[Dataset excerpt]
>>>

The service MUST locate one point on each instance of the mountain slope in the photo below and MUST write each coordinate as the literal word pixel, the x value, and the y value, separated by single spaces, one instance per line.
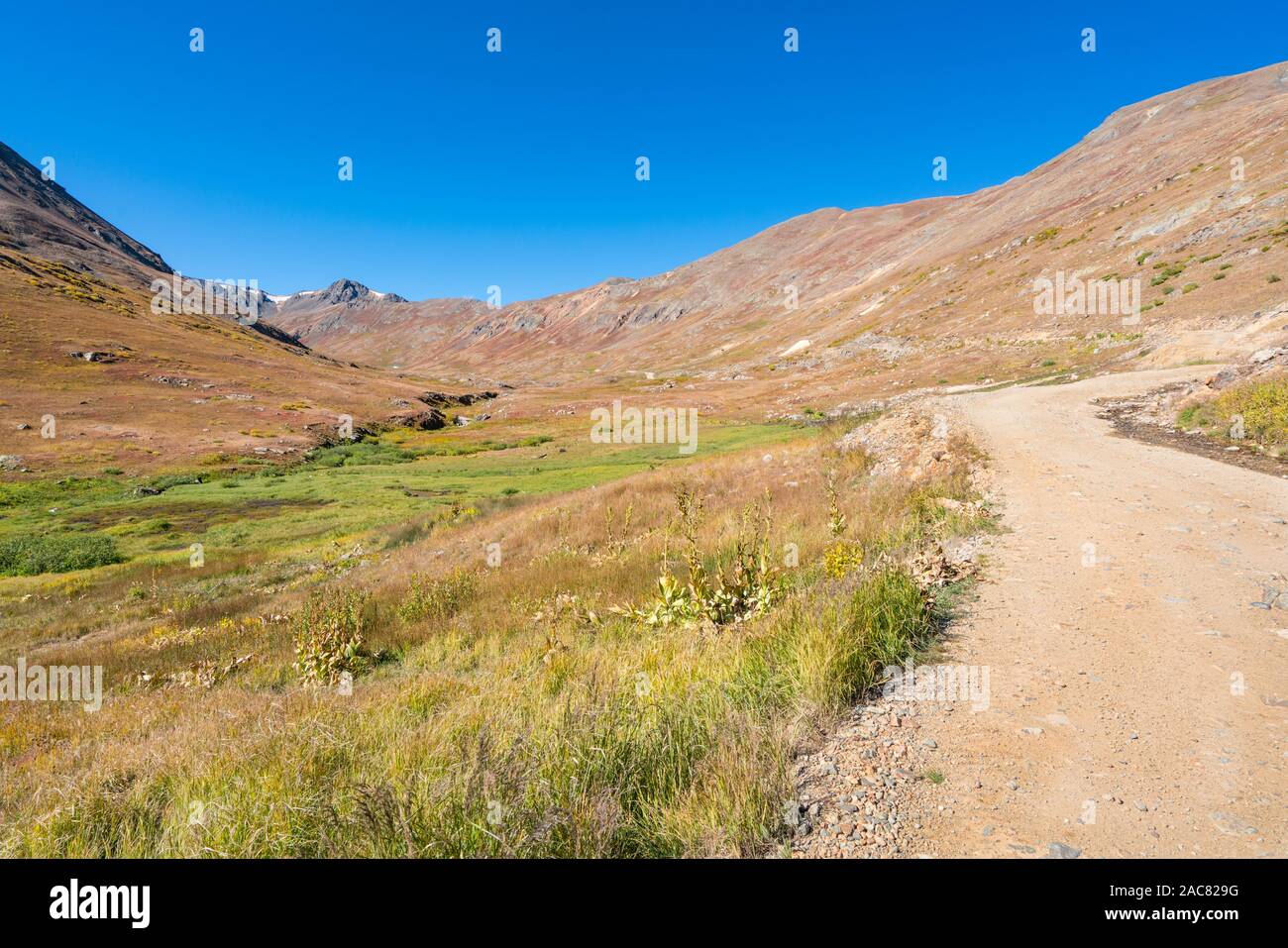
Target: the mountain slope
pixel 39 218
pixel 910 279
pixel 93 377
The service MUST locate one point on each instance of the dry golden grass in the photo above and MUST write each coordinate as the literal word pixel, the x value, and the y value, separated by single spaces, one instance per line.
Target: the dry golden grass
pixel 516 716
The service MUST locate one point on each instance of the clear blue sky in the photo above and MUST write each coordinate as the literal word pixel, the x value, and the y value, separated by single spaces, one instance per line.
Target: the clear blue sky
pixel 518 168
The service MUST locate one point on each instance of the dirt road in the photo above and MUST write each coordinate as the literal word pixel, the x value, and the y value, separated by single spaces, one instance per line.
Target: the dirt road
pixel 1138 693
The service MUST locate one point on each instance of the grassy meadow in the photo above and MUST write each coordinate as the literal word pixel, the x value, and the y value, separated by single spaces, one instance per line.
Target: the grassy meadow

<<<

Reproduce all of the material above word for word, leaving out the pictures.

_EXERCISE SOLUTION:_
The service MUST locate one point on each instance of the mountain slope in the photo below and MUST write each coordinate as the literal word pixel, the x value, and the y value, separated by single spaces, one instance per line.
Target: the mountain slope
pixel 39 218
pixel 910 279
pixel 93 377
The service MUST locate one point on each instance of the dry golden grass in the photo above and MUST write each coordinate as the literal word pixel, the x value, and the y value, separated by single spaces, one instance per line.
Target: the dry golden grass
pixel 516 716
The service MUST locate one point on each instance of the clear blue sky in the photo above and MUST write each coordinate as the literal word pixel, the x value, and the y value, separated by single spaces, one instance per line.
Target: the clear blue sky
pixel 518 168
The service MUST locate one point on each instance of the dirt road in the photo above and MUST write each coordinate as the literal word pixel, the x value, and the y value, separated by single spaces, one instance per line.
Target: the dirt road
pixel 1138 693
The service MUST locate one point on each instance of the grassy meadow in the photo above and MUST write each coordinate as the literal word pixel, the x value, and the y value, separated by single spaces, one instance per line.
Target: the grassy meadow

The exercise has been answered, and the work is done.